TEXT PROVIDED:
During the Great Patriotic War, among Kazakhs, only Baurzhan Momyshuly commanded a division (in 1945), and Galiy Adilbekov commanded a separate tank brigade (in 1942). According to the Handbook of Commanders of Corps, Divisions, and Naval Bases of the Soviet Armed Forces during the Great Patriotic War 1941–1945, commanders of separate tank brigades are equivalent to division commanders, as tank divisions were reorganized and used as the basis for forming tank brigades during the early stages of the war.

Baurzhan Momyshuly was born to a 53-year-old father, following the births of three sisters.

== Books ==

- Moscow Behind Us ( «За нами Москва»)
- Our General, Ivan Panfilov («Наш генерал»)
- One Night's Tale («История одной ночи»)
- Our Family («Ұшқан ұя», «Наша семья»)
- The Officer's Diary («Дневник офицера»)
- Psychology of War: Part 1 («Психология войны: 1 часть»)
- Psychology of War: Part 2 («Психология войны: 2 часть»)
- Meetings in Cuba («Кубинские встречи»)

==Media==
Bauyrzhan Bauyrzhan has been depicted by the following actors in film and television productions:
- Asanbek Umuraliyev in the 1968 picture Moscow is Behind Us.
- Boris Scherbakov in the 1984 TV mini-series Volokolamsk Highway.

In 2010, Kazakhfilm Studio released the documentary Legendary Bauyrzhan («Қазақтың Бауыржаны»), directed by Kalila Umarov.

In 2013, released TV mini-series named "Bauyrzhan Momyshuly" by famous director of Kazakhstan Akan Satayev.

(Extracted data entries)
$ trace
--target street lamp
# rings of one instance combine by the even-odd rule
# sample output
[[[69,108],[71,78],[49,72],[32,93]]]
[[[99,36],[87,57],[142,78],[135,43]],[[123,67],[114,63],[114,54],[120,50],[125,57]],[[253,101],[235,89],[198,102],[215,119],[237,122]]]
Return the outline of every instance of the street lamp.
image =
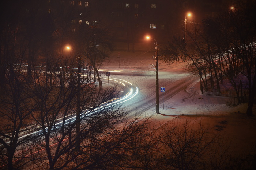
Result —
[[[157,46],[158,44],[157,44],[157,40],[155,40],[154,38],[151,38],[149,36],[147,36],[146,37],[147,39],[149,39],[151,38],[151,39],[153,39],[155,41],[155,50],[156,51],[155,52],[155,74],[156,74],[156,78],[155,78],[155,113],[159,113],[159,85],[158,84],[158,48],[157,48]]]
[[[188,21],[188,20],[187,19],[187,16],[191,16],[191,14],[190,13],[188,13],[188,14],[187,15],[186,15],[185,16],[185,20],[184,21],[185,22],[185,39],[186,40],[186,37],[187,37],[187,21]]]
[[[67,46],[67,49],[70,49],[71,48]],[[76,57],[76,63],[78,64],[78,75],[77,75],[77,95],[76,101],[76,119],[77,122],[76,124],[76,149],[79,151],[80,147],[80,141],[79,139],[79,134],[80,132],[80,105],[81,104],[81,98],[80,97],[80,91],[81,91],[81,56],[77,51],[73,49],[72,50],[78,54],[78,56]]]

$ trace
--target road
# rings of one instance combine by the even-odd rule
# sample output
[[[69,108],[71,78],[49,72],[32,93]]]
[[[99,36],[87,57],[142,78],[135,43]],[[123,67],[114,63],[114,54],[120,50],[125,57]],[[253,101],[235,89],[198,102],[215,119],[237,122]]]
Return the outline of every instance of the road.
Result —
[[[190,84],[198,78],[192,77],[186,73],[184,69],[184,63],[174,64],[170,67],[159,66],[159,103],[160,112],[163,109],[162,93],[160,91],[161,87],[165,87],[164,101],[167,101],[179,92],[185,91]],[[112,71],[110,84],[113,79],[119,79],[129,82],[131,85],[129,87],[135,89],[138,88],[139,91],[136,96],[123,104],[124,107],[128,107],[129,110],[128,117],[133,117],[137,112],[146,111],[154,113],[155,111],[155,71],[153,69],[122,70],[105,70],[104,71]],[[105,80],[108,78],[103,77]],[[106,83],[106,81],[105,81]],[[104,83],[104,82],[103,82]],[[108,83],[108,82],[106,83]],[[106,84],[105,86],[106,86]],[[127,92],[127,88],[123,87],[120,90],[121,93]],[[167,106],[165,106],[165,107]],[[165,107],[166,109],[167,108]]]

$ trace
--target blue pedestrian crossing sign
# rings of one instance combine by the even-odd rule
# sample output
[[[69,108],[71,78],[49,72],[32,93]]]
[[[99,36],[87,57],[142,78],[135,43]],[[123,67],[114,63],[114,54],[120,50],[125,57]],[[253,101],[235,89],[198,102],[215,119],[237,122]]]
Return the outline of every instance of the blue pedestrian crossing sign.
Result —
[[[165,87],[161,87],[161,92],[162,92],[163,93],[165,93]]]

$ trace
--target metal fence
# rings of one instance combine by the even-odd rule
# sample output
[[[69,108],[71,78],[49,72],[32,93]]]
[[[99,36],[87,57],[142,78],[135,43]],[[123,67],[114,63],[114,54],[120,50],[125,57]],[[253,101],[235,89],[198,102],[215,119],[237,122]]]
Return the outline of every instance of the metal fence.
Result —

WHAT TO DO:
1. Based on the text about Baurzhan Momyshuly, say whether each statement agrees with it. Give yes or no for each, with the deciding words from the text quoted. (a) Galiy Adilbekov commanded a separate tank brigade in 1942. (b) Momyshuly's father was 53 years old when Momyshuly was born. (c) The documentary Legendary Bauyrzhan was directed by Akan Satayev.
2. Please translate this sentence from the text about Baurzhan Momyshuly into Spanish: "Baurzhan Momyshuly was born to a 53-year-old father, following the births of three sisters."

EXERCISE SOLUTIONS:
1.
(a) Yes: "Galiy Adilbekov commanded a separate tank brigade (in 1942)"
(b) Yes: "Baurzhan Momyshuly was born to a 53-year-old father"
(c) No: "directed by Kalila Umarov"

2. Baurzhan Momyshuly nació de un padre de 53 años, tras el nacimiento de tres hermanas.